**Belge Alıntısı:**
##########

Samanyolu Fanları: Bir şey belirlemesi gerek kendine…

Kemal Gülen: Bir ya da birbirine paralel birkaç şey belirlemesi lazım. Onun üzerinde uzmanlaşması lazım. “Ne iş olsa yaparım” bir üniversite mezununda artık aranan vasıf değil. “Ben şu işleri yaparım.” Bunu diyen bir hukukçu da olsa bir tıpçı da olsa televizyona gelse, “Ben eğitim fakültesini bitirdim ama çok iyi yönetmenlik yapıyorum, şu işleri ben yaptım, çok iyi görsel yönetmenlik yaparım.” Ya da “Diksiyon kursuna gittim, çok iyi sunuculuğum var.” Ben onların daha fazla tercih edileceklerini düşünüyorum gelecekte. Ama bütün bunlara iletişim fakültesi vizyonu eklenince, oradaki hocaların hayat tecrübeleri eklenince tadından yenmez oluyor, diyerek ‘hayting’ yapıyorum.

Samanyolu Fanları: İnşallah bizler de ileride öyle oluruz.

Kemal Gülen: Daha lisedesiniz, şimdiden hedef belirlemişsiniz. Ümit ediyorum hedefinize doğru böyle sağlam adımlarla yürürsünüz. Ve gelecekte böyle vurduğunda içi tın tın eden küp gibi değil de su dolu, bal dolu arkadaşlar olarak milletin karşısına çıkarsınız.

Samanyolu Fanları: İnşallah. Ramazanda Murat Yeni Ağabey ile görüşmüştük. O da aynen sizin söylediğinizi söylemişti. “Radyo - Televizyon okuyun, kanallar açılıyor. Kendinize hedef belirleyin ona göre ilerleyin.” Demişti. Gerçekten çok haklı.

##########

**Veri Alıntısı:**
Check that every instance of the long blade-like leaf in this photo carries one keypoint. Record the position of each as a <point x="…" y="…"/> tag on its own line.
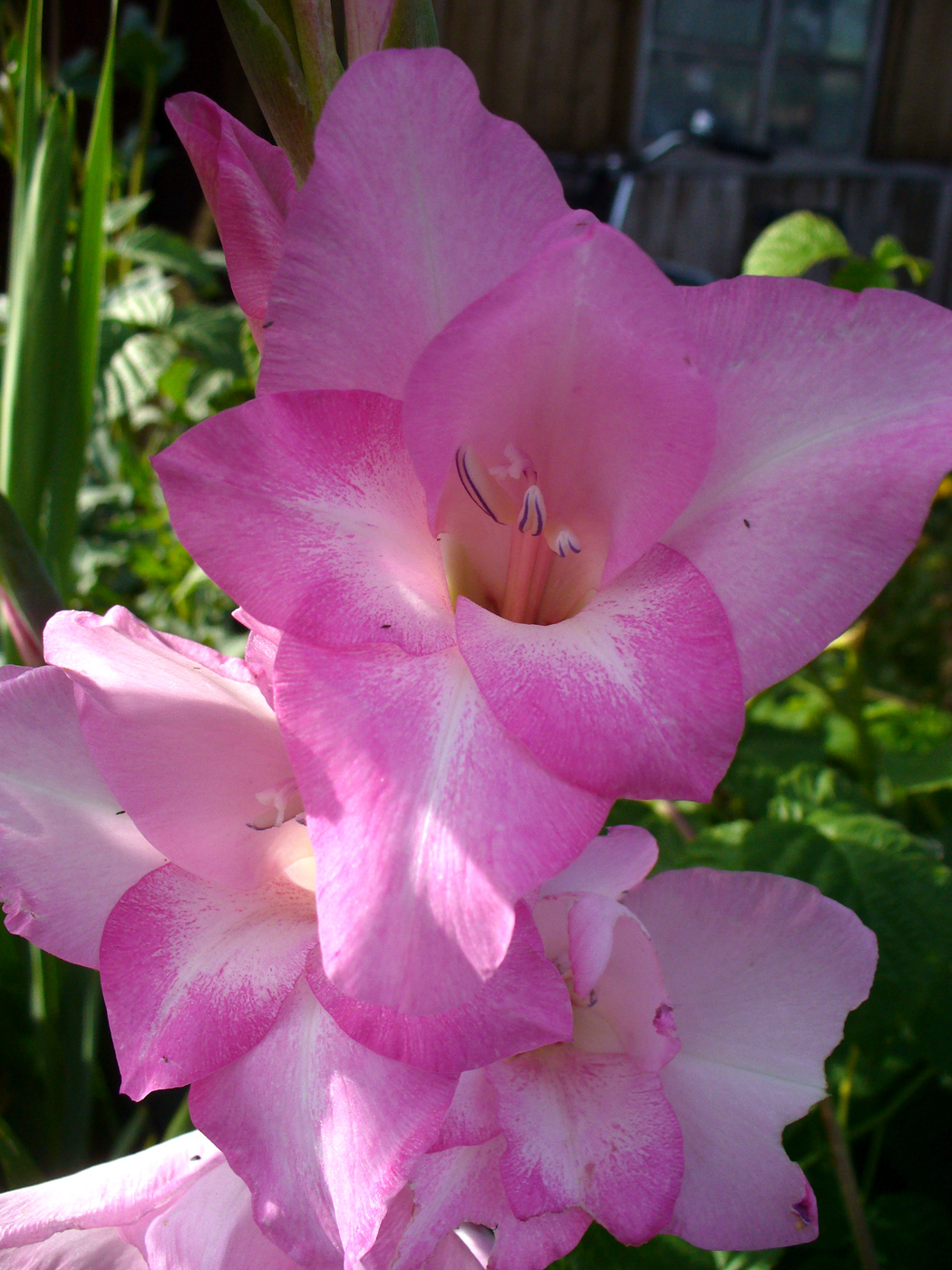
<point x="29" y="107"/>
<point x="83" y="327"/>
<point x="34" y="333"/>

##########

**Görev 1:**
Söyleşide Kemal Gülen'in ilk cevabında çift tırnak içinde verilen ifadelerin hepsini sırasıyla yazın.
**Görev 2:**
Söyleşiyi son cümlesinden sonra gelecek kısımla sürdürün.

**Görev Çıktısı 1:**
1. “Ne iş olsa yaparım”
2. “Ben şu işleri yaparım.”
3. “Ben eğitim fakültesini bitirdim ama çok iyi yönetmenlik yapıyorum, şu işleri ben yaptım, çok iyi görsel yönetmenlik yaparım.”
4. “Diksiyon kursuna gittim, çok iyi sunuculuğum var.”

**Görev Çıktısı 2:**
Kemal Gülen: Zaten şartlar da değişiyor. Mesela on sene önce televizyoncu diye bir tanımlamamız vardı. Şimdi televizyonculuğun dijital platforma yönelmesiyle ayrı bir alan açılmış oldu. Dünkü televizyoncular kendilerini yenileyememişlerse yarın televizyoncu olmaktan bile uzaklaşacaklar. Teknolojiyi iyi takip etmek gerekiyor.

Samanyolu Fanları: Son sorumuz olarak, SamanyoluFanları’nı takip ediyor musunuz, nasıl buluyorsunuz?

Kemal Gülen: Benimle ilgili çok şey yazılmıyor arada bakıyorum. Daha çok dizilerle ilgili çalışmalar var.

Samanyolu Fanları: Evet maalesef dizici.

Kemal Gülen: Yoo, estağfirullah. Maalesef olarak bakmıyorum.

Samanyolu Fanları: Tüm Samanyolu Yayın Grubu fanı olmak daha güzel inşallah.

Kemal Gülen: Evet, haberle ilgili doğal olarak giriyorum arkadaşlarımızla, haberlerimizle ilgili bir şeyler görebilir miyim diye. Samanyolu Yayın Grubu içersinde üç tane radyo var, ben de radyolar koordinatörlüğü yapıyorum şimdi. Samanyolu Fanları sadece televizyonun mu fanlarıdır, yoksa tüm unsurlarının fanları mıdır? Fanlığı hayranları anlamında algılamıyorum ben.

Samanyolu Fanları: Severleri diyelim.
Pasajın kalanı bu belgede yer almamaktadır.